DO THIS - Update the records below by changing every "photograph" to "image" and leaving everything else the same. Omit the pictures from your answer.

Position annotation records:
* Begin *

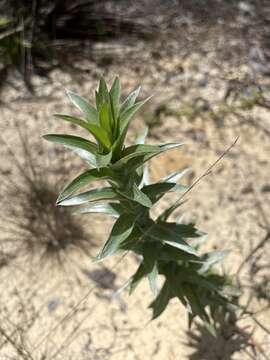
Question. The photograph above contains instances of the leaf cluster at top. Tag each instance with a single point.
(167, 250)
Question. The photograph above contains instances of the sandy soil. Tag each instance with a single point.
(229, 204)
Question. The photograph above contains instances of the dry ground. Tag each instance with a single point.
(231, 203)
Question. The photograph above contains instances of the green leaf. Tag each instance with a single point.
(137, 195)
(167, 235)
(161, 301)
(112, 209)
(5, 21)
(135, 151)
(133, 162)
(84, 155)
(194, 302)
(104, 118)
(103, 160)
(115, 97)
(83, 179)
(141, 136)
(100, 134)
(103, 92)
(157, 190)
(106, 193)
(175, 176)
(121, 230)
(82, 104)
(126, 116)
(130, 100)
(72, 141)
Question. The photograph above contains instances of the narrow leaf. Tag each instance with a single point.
(130, 100)
(83, 179)
(112, 209)
(121, 230)
(115, 96)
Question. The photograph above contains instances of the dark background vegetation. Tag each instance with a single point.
(38, 37)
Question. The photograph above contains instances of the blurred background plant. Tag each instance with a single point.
(36, 231)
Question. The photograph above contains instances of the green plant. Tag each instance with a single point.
(166, 249)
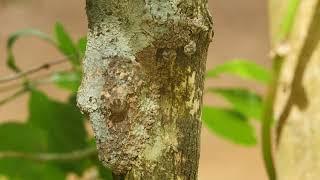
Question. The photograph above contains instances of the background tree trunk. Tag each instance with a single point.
(298, 99)
(143, 84)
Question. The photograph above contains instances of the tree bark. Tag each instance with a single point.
(298, 97)
(143, 84)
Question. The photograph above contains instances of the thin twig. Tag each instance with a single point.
(31, 71)
(13, 96)
(59, 157)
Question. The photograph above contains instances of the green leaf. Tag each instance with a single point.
(229, 124)
(248, 103)
(82, 44)
(24, 138)
(105, 174)
(242, 68)
(66, 45)
(64, 125)
(19, 169)
(15, 36)
(288, 19)
(67, 80)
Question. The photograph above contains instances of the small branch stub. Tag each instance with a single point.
(143, 91)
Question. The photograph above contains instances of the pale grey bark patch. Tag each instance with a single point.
(143, 83)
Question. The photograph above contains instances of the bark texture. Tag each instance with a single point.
(298, 99)
(143, 84)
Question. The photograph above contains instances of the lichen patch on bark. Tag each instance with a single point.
(143, 82)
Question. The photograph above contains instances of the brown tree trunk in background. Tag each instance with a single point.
(298, 99)
(143, 84)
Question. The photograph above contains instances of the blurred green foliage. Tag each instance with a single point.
(52, 127)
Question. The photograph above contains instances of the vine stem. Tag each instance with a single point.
(44, 157)
(268, 115)
(13, 96)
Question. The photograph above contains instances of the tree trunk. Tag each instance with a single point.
(143, 84)
(298, 99)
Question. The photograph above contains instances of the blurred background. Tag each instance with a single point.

* End *

THE COMPLETED TASK -
Question. The image above contains instances of the leaf cluster at top. Tag each instance with a single point.
(167, 250)
Question. The image above contains instances of the sandy soil. Tag each instance with a single point.
(229, 204)
Question. The image above contains instances of the dry ground. Tag each instance with a single point.
(231, 203)
Question. The image above contains instances of the green leaf. Tag each instance with a single point.
(137, 195)
(167, 235)
(161, 301)
(112, 209)
(5, 21)
(135, 151)
(133, 162)
(84, 155)
(194, 302)
(104, 118)
(103, 160)
(115, 97)
(83, 179)
(141, 136)
(100, 134)
(103, 92)
(157, 190)
(106, 193)
(175, 176)
(121, 230)
(82, 104)
(126, 116)
(130, 100)
(72, 141)
Question. The image above contains instances of the narrow leaf. Tag each instance with a single point.
(130, 100)
(83, 179)
(112, 209)
(121, 230)
(115, 96)
Question. The image above contains instances of the dark background vegetation. Tag each instance with a single point.
(38, 37)
Question. The image above contains instances of the blurred background plant. Tag each instance with a single point.
(36, 231)
Question. The image above contains instances of the green plant. Tag each instance with a single point.
(166, 249)
Question. The image above contains instances of the background tree trunk. Tag each instance with a single point.
(298, 99)
(143, 84)
Question. The image above contains instances of the tree bark. Tag each instance with a single point.
(298, 97)
(143, 84)
Question. The image above contains instances of the thin twig. Tag each instance with a single point.
(31, 71)
(13, 96)
(59, 157)
Question. The image above contains instances of the green leaf. Tag each instance with a single point.
(229, 124)
(248, 103)
(82, 44)
(24, 138)
(105, 174)
(242, 68)
(66, 45)
(64, 125)
(19, 169)
(15, 36)
(288, 19)
(67, 80)
Question. The image above contains instances of the small branch stub. Tag each instance with a single point.
(143, 91)
Question. The image above contains instances of the pale grey bark patch. Tag each instance with a single point.
(143, 83)
Question. The image above contains instances of the bark texture. Tag each instance with a single point.
(298, 99)
(143, 84)
Question. The image above contains instances of the lichen patch on bark. Tag each instance with a single point.
(143, 82)
Question. The image above contains instances of the brown tree trunk in background. Tag each instance with a single point.
(298, 99)
(143, 84)
Question. The image above contains instances of the blurred green foliage. Tag each instance with a single point.
(52, 127)
Question. The image above contains instances of the vine stem. Tag each instance with a single point.
(44, 157)
(268, 115)
(13, 96)
Question. The image above contains instances of the tree trunk. Tag each instance with a single point.
(143, 84)
(298, 99)
Question. The image above contains instances of the blurred background. Tag each instance with a single point.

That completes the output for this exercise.